- **Data provided**:
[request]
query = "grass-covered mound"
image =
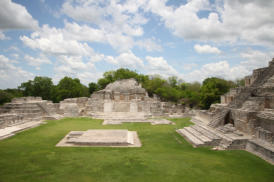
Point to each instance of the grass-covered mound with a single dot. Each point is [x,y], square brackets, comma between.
[165,156]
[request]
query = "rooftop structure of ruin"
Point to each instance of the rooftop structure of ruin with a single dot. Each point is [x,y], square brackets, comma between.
[121,101]
[243,120]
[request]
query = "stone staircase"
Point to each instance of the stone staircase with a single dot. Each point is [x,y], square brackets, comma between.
[120,115]
[219,118]
[204,135]
[201,134]
[15,113]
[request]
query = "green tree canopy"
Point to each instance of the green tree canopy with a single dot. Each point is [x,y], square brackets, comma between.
[70,88]
[40,86]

- **Given exercise**: Using the records above, retype everything exactly except the pictures.

- **Result of the task**:
[request]
query = "grass-covered mound"
image =
Point to each instance of the grass-covered mound with a single dot. Each point is [x,y], square brackets, comma between.
[165,156]
[request]
query = "rooftop structure of ruin"
Point to each instance of the rooftop structure of ruin with a single dot. Each point is [x,y], square brackets, comma between.
[121,101]
[243,120]
[request]
query = "stone staircase"
Point to each instance of the stone staircase with a single dot. Each point is [x,y], square brackets, comma between.
[120,115]
[219,118]
[204,135]
[201,134]
[15,113]
[request]
query = "green tree canopy"
Point to each instance of the green tree canopy with a single dot. Each point is [x,y], square brackets, comma between.
[70,88]
[40,86]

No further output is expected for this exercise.